**MATERIALS PROVIDED**
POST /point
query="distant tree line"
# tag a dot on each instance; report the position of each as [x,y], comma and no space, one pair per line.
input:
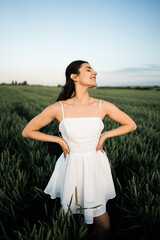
[22,83]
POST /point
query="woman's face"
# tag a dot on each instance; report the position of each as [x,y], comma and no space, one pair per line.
[87,76]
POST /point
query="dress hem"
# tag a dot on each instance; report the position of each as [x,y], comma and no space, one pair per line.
[73,212]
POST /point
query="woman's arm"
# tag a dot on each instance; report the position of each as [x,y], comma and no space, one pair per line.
[119,116]
[44,118]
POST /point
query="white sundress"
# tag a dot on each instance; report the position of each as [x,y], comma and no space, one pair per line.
[85,174]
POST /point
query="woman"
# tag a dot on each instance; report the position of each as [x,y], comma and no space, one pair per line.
[83,163]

**DIRECTIONS FOR THIS TASK**
Count the lines of the records above that contain the string "woman", with case taken into account. Reply with the number alone.

**IN RESPONSE**
3